## WHAT TO WORK ON:
Exactly as written, print each of the entries.
═══ PROVIDED RECORDS ═══
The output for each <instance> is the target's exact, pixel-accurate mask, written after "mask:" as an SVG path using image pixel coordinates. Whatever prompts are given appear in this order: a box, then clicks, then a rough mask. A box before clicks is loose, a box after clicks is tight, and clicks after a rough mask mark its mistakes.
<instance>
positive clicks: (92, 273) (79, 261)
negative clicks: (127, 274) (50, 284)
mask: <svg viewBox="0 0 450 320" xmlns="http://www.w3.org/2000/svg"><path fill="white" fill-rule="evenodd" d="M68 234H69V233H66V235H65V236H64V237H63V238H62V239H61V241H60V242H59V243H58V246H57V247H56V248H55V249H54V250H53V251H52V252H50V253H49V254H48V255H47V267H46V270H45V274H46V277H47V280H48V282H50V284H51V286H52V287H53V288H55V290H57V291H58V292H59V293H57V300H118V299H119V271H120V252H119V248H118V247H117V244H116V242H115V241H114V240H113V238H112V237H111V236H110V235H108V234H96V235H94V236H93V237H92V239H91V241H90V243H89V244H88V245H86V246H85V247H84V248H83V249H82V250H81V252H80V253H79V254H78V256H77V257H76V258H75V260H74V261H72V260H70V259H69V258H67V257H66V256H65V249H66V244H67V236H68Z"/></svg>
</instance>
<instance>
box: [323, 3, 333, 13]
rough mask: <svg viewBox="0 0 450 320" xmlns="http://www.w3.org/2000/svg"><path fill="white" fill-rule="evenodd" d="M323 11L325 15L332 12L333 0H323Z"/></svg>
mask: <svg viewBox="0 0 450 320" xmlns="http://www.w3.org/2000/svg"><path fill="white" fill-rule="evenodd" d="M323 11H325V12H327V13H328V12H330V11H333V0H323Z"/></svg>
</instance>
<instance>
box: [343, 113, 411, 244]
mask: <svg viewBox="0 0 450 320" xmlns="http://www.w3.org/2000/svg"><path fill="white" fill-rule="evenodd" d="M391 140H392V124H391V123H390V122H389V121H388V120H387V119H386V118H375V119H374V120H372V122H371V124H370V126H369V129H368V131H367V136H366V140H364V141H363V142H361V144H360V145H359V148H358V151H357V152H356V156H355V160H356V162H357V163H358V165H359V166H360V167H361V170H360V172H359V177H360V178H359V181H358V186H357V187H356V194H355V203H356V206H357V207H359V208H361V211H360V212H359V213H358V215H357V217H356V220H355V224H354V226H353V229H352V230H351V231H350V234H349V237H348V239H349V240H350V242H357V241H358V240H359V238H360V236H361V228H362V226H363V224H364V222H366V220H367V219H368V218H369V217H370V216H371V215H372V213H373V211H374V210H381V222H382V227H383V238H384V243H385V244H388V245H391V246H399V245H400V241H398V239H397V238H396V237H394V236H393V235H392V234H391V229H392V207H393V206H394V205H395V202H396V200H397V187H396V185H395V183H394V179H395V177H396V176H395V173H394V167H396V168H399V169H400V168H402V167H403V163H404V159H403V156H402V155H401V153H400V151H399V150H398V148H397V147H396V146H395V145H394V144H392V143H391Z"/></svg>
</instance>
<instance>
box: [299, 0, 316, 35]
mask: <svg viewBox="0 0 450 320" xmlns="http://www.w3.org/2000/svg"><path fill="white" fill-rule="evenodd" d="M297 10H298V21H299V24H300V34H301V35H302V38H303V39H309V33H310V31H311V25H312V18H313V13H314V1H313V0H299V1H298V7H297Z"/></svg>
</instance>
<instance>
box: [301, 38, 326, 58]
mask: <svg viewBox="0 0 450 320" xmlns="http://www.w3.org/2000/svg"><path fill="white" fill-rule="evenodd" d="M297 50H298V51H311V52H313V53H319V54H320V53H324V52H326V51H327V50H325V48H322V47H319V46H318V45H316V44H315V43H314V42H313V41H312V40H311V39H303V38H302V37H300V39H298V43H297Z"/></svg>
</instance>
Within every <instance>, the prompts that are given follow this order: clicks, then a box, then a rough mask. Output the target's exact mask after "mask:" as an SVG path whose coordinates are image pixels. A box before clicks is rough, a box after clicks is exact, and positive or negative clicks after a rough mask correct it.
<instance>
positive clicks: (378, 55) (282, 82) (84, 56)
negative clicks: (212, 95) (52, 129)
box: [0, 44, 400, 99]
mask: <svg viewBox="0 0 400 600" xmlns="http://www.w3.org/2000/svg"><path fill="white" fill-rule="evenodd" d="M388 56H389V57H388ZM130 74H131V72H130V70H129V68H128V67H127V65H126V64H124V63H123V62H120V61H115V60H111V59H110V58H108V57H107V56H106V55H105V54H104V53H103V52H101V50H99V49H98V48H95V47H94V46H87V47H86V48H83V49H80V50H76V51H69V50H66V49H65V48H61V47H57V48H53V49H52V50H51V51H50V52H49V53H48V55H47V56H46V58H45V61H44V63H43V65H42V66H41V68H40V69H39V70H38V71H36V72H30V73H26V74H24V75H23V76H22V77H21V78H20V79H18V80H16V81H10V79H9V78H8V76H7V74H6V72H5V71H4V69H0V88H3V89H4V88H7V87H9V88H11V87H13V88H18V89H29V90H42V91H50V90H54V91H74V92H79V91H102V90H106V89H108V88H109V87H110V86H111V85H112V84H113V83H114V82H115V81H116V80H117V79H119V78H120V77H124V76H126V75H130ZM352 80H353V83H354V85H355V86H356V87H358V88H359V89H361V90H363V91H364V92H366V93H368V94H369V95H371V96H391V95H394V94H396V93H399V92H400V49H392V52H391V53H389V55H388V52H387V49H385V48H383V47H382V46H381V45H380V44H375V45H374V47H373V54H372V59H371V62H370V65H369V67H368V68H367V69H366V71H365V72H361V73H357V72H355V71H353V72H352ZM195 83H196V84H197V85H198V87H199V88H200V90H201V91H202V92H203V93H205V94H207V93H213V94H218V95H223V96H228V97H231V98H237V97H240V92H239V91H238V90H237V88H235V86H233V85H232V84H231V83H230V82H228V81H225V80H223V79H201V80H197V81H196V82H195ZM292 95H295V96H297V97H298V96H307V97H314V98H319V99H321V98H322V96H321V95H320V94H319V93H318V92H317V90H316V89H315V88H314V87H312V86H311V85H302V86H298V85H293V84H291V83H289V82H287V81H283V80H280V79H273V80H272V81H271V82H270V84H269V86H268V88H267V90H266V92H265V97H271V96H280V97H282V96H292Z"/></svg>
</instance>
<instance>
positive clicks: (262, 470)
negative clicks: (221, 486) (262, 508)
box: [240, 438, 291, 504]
═══
## OUTPUT OF THE TASK:
The output for each <instance> is the target's exact, pixel-accurate mask, written after "mask:" as an SVG path using image pixel coordinates. Whatever prompts are given appear in this order: a box, then clicks, then a rough mask. A box before clicks is loose, a box after clicks is tight, and clicks after a rough mask mark its mistakes.
<instance>
positive clicks: (92, 273) (79, 261)
negative clicks: (127, 274) (50, 284)
mask: <svg viewBox="0 0 450 320" xmlns="http://www.w3.org/2000/svg"><path fill="white" fill-rule="evenodd" d="M68 234H69V233H66V235H65V236H64V237H63V238H62V239H61V241H60V242H59V243H58V246H57V247H56V248H55V249H54V250H53V251H52V252H50V253H49V254H48V255H47V267H46V270H45V274H46V277H47V280H48V282H50V284H51V286H52V287H53V288H55V290H57V291H58V292H59V293H57V300H118V299H119V271H120V252H119V248H118V247H117V244H116V242H115V241H114V240H113V238H112V237H111V236H110V235H108V234H96V235H94V236H93V237H92V239H91V241H90V243H89V244H88V245H86V246H85V247H84V248H83V249H82V250H81V252H80V253H79V254H78V256H77V257H76V258H75V260H74V261H72V260H70V259H69V258H67V257H66V256H65V249H66V244H67V236H68Z"/></svg>
</instance>
<instance>
box: [323, 3, 333, 13]
rough mask: <svg viewBox="0 0 450 320" xmlns="http://www.w3.org/2000/svg"><path fill="white" fill-rule="evenodd" d="M323 11L325 15L332 12L333 0H323Z"/></svg>
mask: <svg viewBox="0 0 450 320" xmlns="http://www.w3.org/2000/svg"><path fill="white" fill-rule="evenodd" d="M323 11H325V12H327V13H328V12H330V11H333V0H323Z"/></svg>
</instance>
<instance>
box: [343, 113, 411, 244]
mask: <svg viewBox="0 0 450 320" xmlns="http://www.w3.org/2000/svg"><path fill="white" fill-rule="evenodd" d="M391 140H392V124H391V123H390V122H389V121H388V120H387V119H386V118H375V119H374V120H372V122H371V124H370V126H369V129H368V131H367V136H366V140H364V141H363V142H361V144H360V145H359V148H358V151H357V152H356V156H355V160H356V162H357V163H358V165H359V166H360V167H361V170H360V172H359V177H360V178H359V181H358V186H357V187H356V194H355V203H356V206H357V207H359V208H361V211H360V212H359V213H358V215H357V217H356V220H355V224H354V226H353V229H352V230H351V231H350V234H349V237H348V239H349V240H350V242H357V241H358V240H359V238H360V236H361V228H362V226H363V224H364V222H366V220H367V219H368V218H369V217H370V216H371V215H372V213H373V211H374V210H381V222H382V227H383V238H384V243H385V244H388V245H391V246H399V245H400V241H398V239H397V238H396V237H394V236H393V235H392V234H391V229H392V207H393V206H394V205H395V202H396V200H397V187H396V185H395V183H394V179H395V177H396V176H395V173H394V167H396V168H399V169H400V168H402V167H403V163H404V159H403V156H402V155H401V153H400V151H399V150H398V148H397V147H396V146H395V145H394V144H392V143H391Z"/></svg>
</instance>
<instance>
box: [299, 0, 316, 35]
mask: <svg viewBox="0 0 450 320" xmlns="http://www.w3.org/2000/svg"><path fill="white" fill-rule="evenodd" d="M297 10H298V21H299V24H300V34H301V35H302V38H303V39H309V33H310V31H311V25H312V18H313V13H314V1H313V0H299V1H298V7H297Z"/></svg>
</instance>
<instance>
box: [301, 38, 326, 58]
mask: <svg viewBox="0 0 450 320" xmlns="http://www.w3.org/2000/svg"><path fill="white" fill-rule="evenodd" d="M297 50H298V51H311V52H313V53H319V54H320V53H324V52H326V51H327V50H325V48H322V47H319V46H318V45H316V44H315V43H314V42H313V41H312V40H311V39H303V38H302V37H300V39H298V43H297Z"/></svg>
</instance>
Within every <instance>, the prompts that are given follow this order: clicks, then a box, then a rough mask. Output the target's exact mask after "mask:" as an SVG path whose coordinates are image pixels. A box before clicks is rough, a box after clicks is exact, and positive or negative clicks after a rough mask correct it.
<instance>
positive clicks: (378, 55) (282, 82) (84, 56)
negative clicks: (212, 95) (52, 129)
box: [0, 44, 400, 99]
mask: <svg viewBox="0 0 400 600" xmlns="http://www.w3.org/2000/svg"><path fill="white" fill-rule="evenodd" d="M388 56H389V57H388ZM130 74H131V72H130V70H129V68H128V67H127V65H126V64H124V63H123V62H120V61H115V60H111V59H110V58H108V57H107V56H106V55H105V54H104V53H103V52H101V50H99V49H98V48H95V47H94V46H87V47H86V48H83V49H80V50H76V51H69V50H66V49H65V48H61V47H57V48H53V49H52V50H51V51H50V52H49V53H48V55H47V56H46V58H45V61H44V63H43V65H42V66H41V68H40V69H39V70H38V71H36V72H30V73H26V74H24V75H23V76H22V77H21V78H20V79H18V80H16V81H10V79H9V78H8V76H7V74H6V72H5V71H4V69H0V88H3V89H4V88H7V87H9V88H11V87H13V88H18V89H29V90H42V91H50V90H54V91H74V92H79V91H102V90H106V89H108V88H109V87H110V86H111V85H112V84H113V83H114V82H115V81H116V80H117V79H119V78H120V77H124V76H126V75H130ZM352 80H353V83H354V85H355V86H356V87H358V88H359V89H361V90H363V91H364V92H366V93H368V94H369V95H371V96H391V95H394V94H396V93H399V92H400V49H392V52H391V53H389V55H388V52H387V49H385V48H383V47H382V46H381V45H380V44H375V45H374V47H373V54H372V59H371V62H370V65H369V67H368V68H367V69H366V71H365V72H361V73H357V72H355V71H353V72H352ZM195 83H196V84H197V85H198V87H199V88H200V90H201V91H202V92H203V93H205V94H207V93H213V94H218V95H223V96H228V97H231V98H237V97H240V92H239V91H238V90H237V88H235V86H233V85H232V84H231V83H230V82H228V81H225V80H223V79H201V80H197V81H196V82H195ZM292 95H295V96H297V97H298V96H307V97H314V98H319V99H321V98H322V96H321V95H320V94H319V93H318V92H317V90H316V89H315V88H314V87H312V86H311V85H302V86H298V85H293V84H291V83H289V82H287V81H283V80H280V79H273V80H272V81H271V82H270V84H269V86H268V88H267V90H266V92H265V97H271V96H280V97H282V96H292Z"/></svg>
</instance>
<instance>
positive clicks: (262, 470)
negative clicks: (221, 486) (262, 508)
box: [240, 438, 291, 504]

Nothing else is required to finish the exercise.